Exclude every picture and return the remaining entries below verbatim.

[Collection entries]
----
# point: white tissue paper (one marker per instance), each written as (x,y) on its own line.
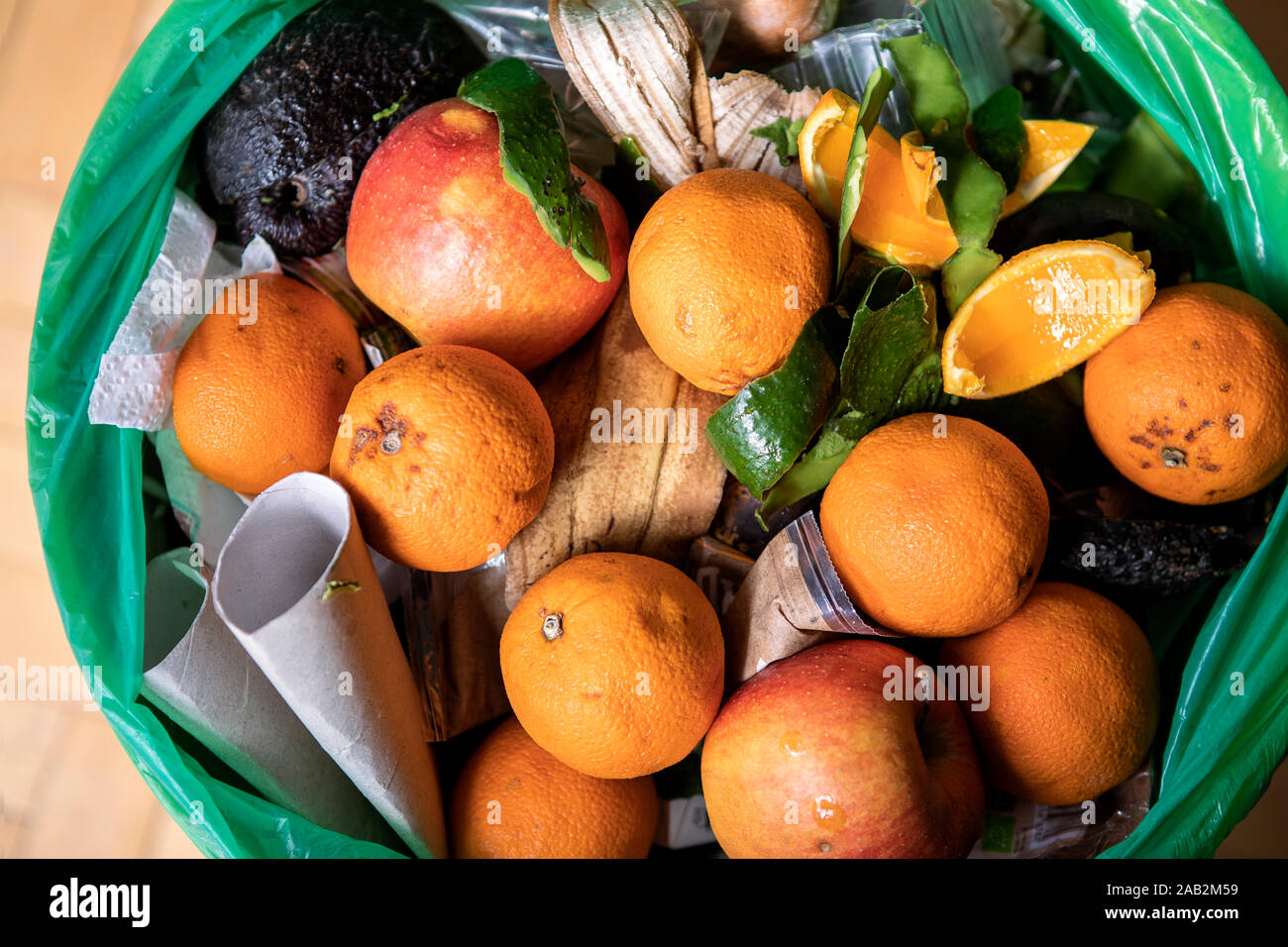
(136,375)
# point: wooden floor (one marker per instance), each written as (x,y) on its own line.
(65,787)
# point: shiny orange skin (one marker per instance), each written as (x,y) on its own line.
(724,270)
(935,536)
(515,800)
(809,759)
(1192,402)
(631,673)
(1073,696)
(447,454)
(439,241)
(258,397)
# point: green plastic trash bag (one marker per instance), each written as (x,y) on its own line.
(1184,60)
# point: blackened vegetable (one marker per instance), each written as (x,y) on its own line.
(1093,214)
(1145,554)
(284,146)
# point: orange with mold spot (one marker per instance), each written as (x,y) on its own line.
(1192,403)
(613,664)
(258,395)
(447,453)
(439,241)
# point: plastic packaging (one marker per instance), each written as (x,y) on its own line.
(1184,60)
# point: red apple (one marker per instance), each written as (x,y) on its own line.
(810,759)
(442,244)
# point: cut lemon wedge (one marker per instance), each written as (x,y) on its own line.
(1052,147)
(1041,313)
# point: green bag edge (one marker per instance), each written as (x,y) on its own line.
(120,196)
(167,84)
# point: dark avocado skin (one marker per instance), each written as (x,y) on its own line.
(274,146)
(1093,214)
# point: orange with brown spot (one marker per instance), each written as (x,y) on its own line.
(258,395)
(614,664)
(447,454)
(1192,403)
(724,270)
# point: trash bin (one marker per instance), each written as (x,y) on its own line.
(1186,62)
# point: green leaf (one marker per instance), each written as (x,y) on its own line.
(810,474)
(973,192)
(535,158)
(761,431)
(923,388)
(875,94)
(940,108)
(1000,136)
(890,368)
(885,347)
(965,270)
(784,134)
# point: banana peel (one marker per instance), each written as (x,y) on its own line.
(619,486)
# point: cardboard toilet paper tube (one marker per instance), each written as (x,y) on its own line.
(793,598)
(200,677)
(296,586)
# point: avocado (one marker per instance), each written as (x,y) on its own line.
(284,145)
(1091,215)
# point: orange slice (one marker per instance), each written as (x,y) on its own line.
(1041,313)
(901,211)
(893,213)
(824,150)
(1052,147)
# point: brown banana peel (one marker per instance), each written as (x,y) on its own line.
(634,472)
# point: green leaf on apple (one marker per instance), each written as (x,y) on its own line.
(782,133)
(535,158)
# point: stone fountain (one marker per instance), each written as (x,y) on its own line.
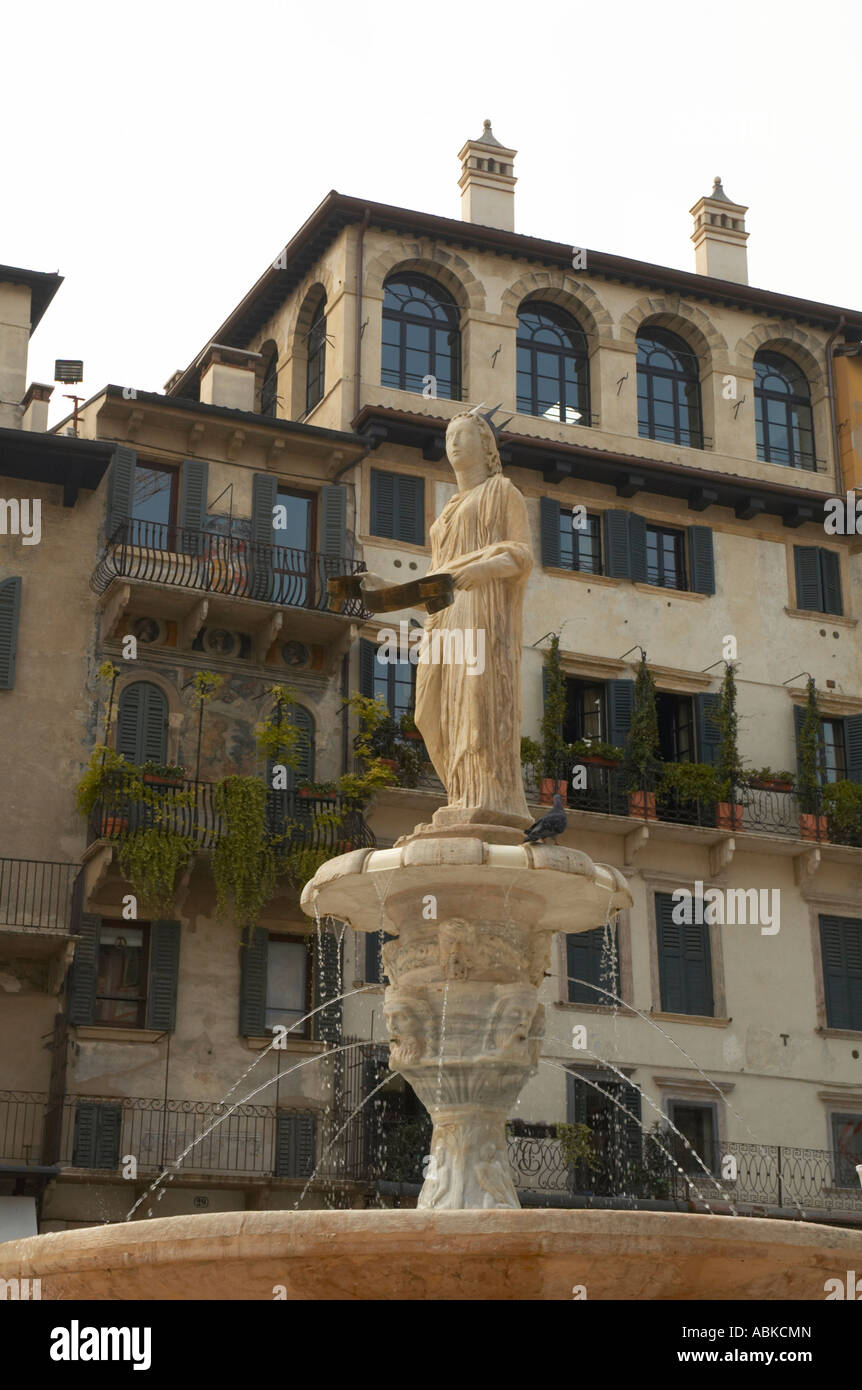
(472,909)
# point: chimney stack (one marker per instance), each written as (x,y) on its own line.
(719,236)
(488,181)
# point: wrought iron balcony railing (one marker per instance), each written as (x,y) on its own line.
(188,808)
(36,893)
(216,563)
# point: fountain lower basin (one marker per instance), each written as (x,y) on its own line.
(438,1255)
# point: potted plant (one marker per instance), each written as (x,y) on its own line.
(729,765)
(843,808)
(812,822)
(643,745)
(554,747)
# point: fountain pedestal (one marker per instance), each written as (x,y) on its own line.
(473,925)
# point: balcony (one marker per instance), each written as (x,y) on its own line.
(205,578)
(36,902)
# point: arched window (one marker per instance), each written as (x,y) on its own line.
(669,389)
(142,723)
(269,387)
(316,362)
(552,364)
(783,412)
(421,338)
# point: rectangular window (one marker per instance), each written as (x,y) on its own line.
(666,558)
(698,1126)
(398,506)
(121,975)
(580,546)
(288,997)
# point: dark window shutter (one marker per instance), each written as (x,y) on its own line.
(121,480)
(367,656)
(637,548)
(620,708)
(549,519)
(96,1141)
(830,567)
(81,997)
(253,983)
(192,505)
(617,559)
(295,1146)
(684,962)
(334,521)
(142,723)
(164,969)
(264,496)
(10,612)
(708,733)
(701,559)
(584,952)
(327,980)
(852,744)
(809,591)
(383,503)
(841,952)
----
- _EXPECTED ANSWER_
# point: white tissue paper (one marker per instance), each written as (x,y) on its own line.
(136,375)
# point: wooden floor (one marker per instance), each written as (x,y) on its own line.
(65,787)
# point: shiny orange skin (one marker per instance), each written as (x,y) on its own line.
(724,270)
(935,536)
(515,800)
(809,759)
(1192,402)
(631,673)
(1073,696)
(447,454)
(439,241)
(258,397)
# point: green plastic trash bag (one marker per instance), each written as (x,y) on its own line.
(1184,60)
# point: blackened vegetable (one marker per instance), each written as (x,y) on its own line.
(1093,214)
(1145,554)
(284,146)
# point: orange with mold spot (one marker per instance), each written as (x,y) on its own line.
(1192,403)
(613,664)
(258,395)
(447,453)
(439,241)
# point: plastic packaging (one marker per instance), each written as (x,y) on its own line.
(1184,60)
# point: red apple (one marker per instance), each written as (x,y) on its own line.
(810,759)
(442,244)
# point: cut lemon wedge (one marker per instance), each written as (x,y) on its own line.
(1052,147)
(1041,313)
# point: green bag edge (one marker per instance), each written as (x,y) on its own line.
(120,196)
(167,84)
# point: dark avocado skin (one marker per instance), each written as (x,y) on its own line.
(274,146)
(1093,214)
# point: orange with brown spot (one marker per instance), each written as (x,y) on its own line.
(258,395)
(614,664)
(447,454)
(1192,403)
(724,270)
# point: trash bin (one marker per instance), each written as (x,y) on its own line.
(1186,62)
# point: green leaf (one marker per instance), each written as (x,y) on its own line.
(810,474)
(973,192)
(535,158)
(761,431)
(923,388)
(875,94)
(940,108)
(1000,136)
(890,368)
(885,347)
(965,270)
(784,134)
# point: banana peel (one marker per instance), each written as (x,y) on its own line.
(619,486)
# point: cardboard toilet paper tube (one marker per instance), each written as (x,y) on its own line.
(793,598)
(200,677)
(296,586)
# point: avocado (one marker per instance), each written as (x,y) on its own line.
(284,145)
(1091,215)
# point: orange slice (one marker per instance), each written as (x,y) on its own line.
(1041,313)
(901,211)
(893,213)
(824,150)
(1052,147)
# point: brown banana peel (one marker per instance), each written as (x,y) on its own line.
(634,472)
# point: green leaf on apple (one marker per instance), each written as (x,y) on its own line.
(782,133)
(535,158)
# point: stone fountain (one marker per instance), each written as (x,y) on its own line.
(472,909)
# point: chimney stack (one marker per instance), each written as (x,y) on its own line.
(719,236)
(488,181)
# point: wrought iron balcony railing (one marker per instance), each written as (x,y) on its own line.
(188,808)
(36,893)
(216,563)
# point: fountain lower basin (one marker per instance), each written as (x,y) on its own line.
(438,1255)
# point: potted plant (one marker per instance), each written as (x,y) on its own line.
(729,765)
(843,808)
(812,822)
(643,745)
(554,747)
# point: fountain pedestal (one marker per instance), each written as (x,y) on its own line.
(473,925)
# point: balcony (one marker per instance), each written as (x,y) on its own line.
(205,578)
(36,902)
# point: arched window (one marker per instance), each written as (x,y) on its own line.
(669,389)
(142,723)
(269,387)
(316,362)
(552,364)
(783,412)
(421,338)
# point: rectangular window (one marker per instance), each written as (x,y) on its own line.
(666,558)
(698,1126)
(398,506)
(121,975)
(580,546)
(288,997)
# point: dark window shutter (one marker per instance), each written as (x,y) on its own line.
(121,480)
(367,656)
(637,548)
(620,708)
(549,519)
(96,1141)
(830,567)
(81,997)
(253,983)
(192,505)
(617,559)
(295,1146)
(684,962)
(334,521)
(142,723)
(164,969)
(264,496)
(10,612)
(708,733)
(701,559)
(584,952)
(327,980)
(852,744)
(809,591)
(383,503)
(841,952)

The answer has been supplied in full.